Coordinate labeling data

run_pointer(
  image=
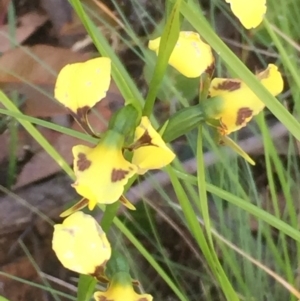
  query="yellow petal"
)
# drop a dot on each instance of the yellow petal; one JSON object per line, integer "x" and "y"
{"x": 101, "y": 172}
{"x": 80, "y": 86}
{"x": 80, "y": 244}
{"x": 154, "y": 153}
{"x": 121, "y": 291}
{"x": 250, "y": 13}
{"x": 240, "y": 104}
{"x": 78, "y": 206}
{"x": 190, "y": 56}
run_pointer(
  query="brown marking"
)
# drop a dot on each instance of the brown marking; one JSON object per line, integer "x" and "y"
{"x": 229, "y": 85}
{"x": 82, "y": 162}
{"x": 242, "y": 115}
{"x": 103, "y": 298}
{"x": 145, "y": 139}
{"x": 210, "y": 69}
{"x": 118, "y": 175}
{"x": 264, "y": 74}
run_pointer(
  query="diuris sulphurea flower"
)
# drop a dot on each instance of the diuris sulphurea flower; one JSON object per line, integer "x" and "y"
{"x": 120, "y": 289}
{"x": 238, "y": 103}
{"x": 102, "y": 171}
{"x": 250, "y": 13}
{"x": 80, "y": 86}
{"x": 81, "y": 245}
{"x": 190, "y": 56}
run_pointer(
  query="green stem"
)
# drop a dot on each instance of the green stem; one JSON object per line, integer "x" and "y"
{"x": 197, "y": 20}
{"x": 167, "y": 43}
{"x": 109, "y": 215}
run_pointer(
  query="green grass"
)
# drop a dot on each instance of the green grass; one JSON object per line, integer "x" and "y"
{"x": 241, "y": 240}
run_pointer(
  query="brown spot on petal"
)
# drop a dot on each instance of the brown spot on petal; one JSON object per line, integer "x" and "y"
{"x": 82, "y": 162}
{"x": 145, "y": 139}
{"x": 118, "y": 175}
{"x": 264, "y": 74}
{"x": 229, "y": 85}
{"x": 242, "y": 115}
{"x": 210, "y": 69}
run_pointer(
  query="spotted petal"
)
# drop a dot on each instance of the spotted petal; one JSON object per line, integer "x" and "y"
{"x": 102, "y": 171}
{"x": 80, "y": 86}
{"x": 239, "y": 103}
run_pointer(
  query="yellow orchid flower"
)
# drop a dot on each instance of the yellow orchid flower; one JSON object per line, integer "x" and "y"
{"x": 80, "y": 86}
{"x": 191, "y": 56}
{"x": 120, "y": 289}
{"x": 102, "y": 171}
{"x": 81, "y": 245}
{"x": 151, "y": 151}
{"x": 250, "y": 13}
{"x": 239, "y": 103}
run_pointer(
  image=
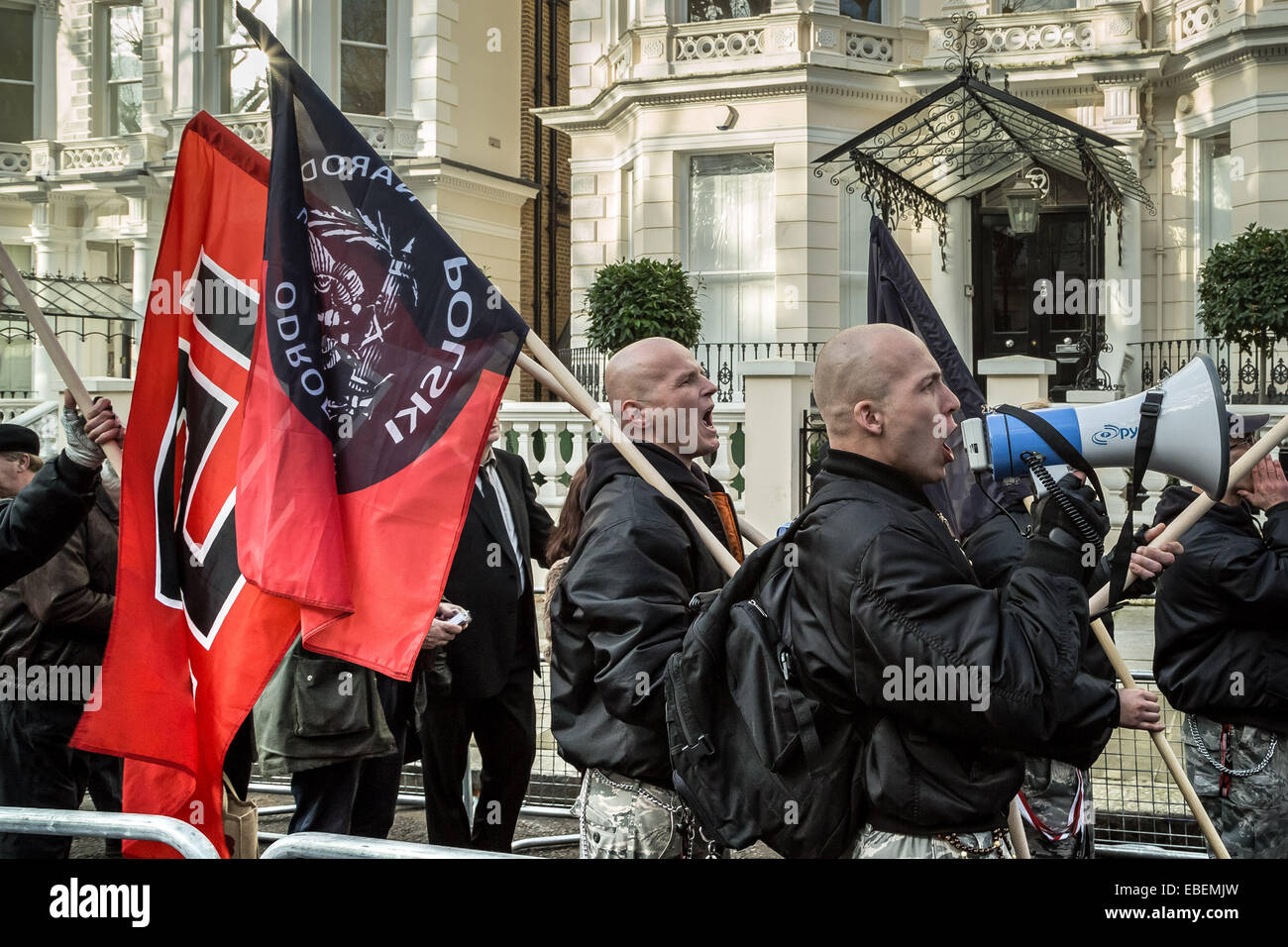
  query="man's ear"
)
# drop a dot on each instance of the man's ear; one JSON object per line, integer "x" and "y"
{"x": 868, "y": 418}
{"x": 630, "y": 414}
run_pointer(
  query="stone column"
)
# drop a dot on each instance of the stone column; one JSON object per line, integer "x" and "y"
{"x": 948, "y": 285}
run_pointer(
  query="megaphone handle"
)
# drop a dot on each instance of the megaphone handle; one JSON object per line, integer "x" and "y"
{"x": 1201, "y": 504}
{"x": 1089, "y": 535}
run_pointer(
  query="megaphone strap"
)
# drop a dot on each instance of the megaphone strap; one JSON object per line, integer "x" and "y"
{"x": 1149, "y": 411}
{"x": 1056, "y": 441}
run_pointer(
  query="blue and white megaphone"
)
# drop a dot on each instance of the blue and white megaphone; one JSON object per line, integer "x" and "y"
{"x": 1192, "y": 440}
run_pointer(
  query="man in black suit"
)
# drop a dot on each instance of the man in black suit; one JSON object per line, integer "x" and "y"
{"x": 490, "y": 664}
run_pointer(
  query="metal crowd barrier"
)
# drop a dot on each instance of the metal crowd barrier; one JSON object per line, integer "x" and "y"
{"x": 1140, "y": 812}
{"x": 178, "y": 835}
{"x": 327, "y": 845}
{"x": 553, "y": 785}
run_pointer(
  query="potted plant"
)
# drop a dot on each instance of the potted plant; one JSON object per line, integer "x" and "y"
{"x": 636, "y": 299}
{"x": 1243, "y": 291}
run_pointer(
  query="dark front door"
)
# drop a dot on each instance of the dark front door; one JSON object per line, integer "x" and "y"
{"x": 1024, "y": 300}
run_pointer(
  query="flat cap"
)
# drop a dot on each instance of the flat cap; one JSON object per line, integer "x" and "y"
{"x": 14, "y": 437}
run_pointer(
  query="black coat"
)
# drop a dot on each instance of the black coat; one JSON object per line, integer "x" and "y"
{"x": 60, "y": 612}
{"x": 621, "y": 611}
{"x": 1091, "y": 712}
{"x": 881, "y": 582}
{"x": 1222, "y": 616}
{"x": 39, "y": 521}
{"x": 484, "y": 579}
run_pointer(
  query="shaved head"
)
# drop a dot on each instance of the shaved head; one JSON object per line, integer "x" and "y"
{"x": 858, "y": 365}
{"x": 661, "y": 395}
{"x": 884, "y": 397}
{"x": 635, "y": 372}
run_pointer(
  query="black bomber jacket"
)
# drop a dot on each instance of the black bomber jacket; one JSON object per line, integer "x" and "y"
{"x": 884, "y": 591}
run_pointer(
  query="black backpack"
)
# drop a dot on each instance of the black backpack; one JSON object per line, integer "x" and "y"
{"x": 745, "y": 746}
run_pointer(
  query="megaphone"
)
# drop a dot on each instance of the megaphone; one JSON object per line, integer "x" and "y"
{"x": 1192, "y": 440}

▸ Problem requirements:
Count the lines above that contain the string "sulphurea", with case counting, and reply with the number alone.

▸ Answer below:
2